(Dataset entries)
■ ■ ■ ■ ■

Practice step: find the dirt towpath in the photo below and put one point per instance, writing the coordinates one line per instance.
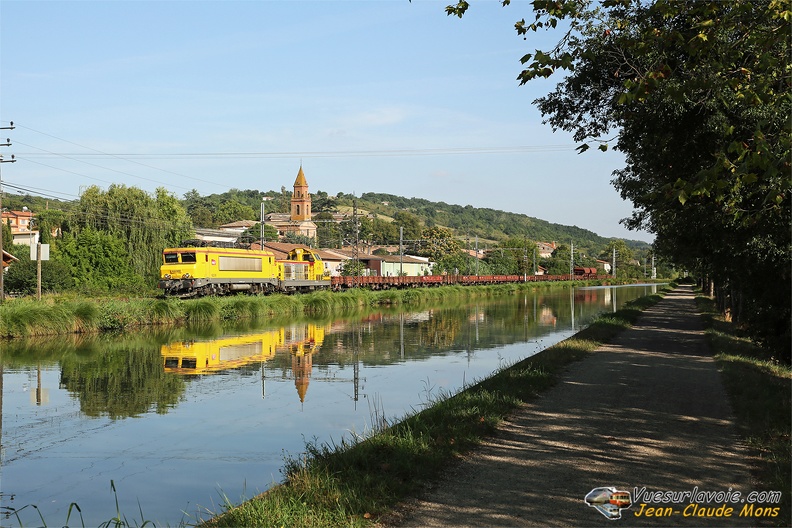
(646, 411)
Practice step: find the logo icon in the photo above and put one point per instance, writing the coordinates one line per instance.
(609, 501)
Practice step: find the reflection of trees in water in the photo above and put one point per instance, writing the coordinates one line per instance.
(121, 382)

■ ■ ■ ■ ■

The records above should be returned exactly, with only their pictures held back.

> **OUTPUT FOR THIS TASK**:
Practice step: find the dirt towpath in the photo below and put one point per instance, writing the coordinates one line per instance.
(646, 411)
Practice step: find the logo icon in the photo above and put one point per instance, writing the coordinates one line per instance.
(609, 501)
Practice step: find the reflection of trees in water in the photo above and put one point per instance, writing the coordinates one line per instance.
(121, 382)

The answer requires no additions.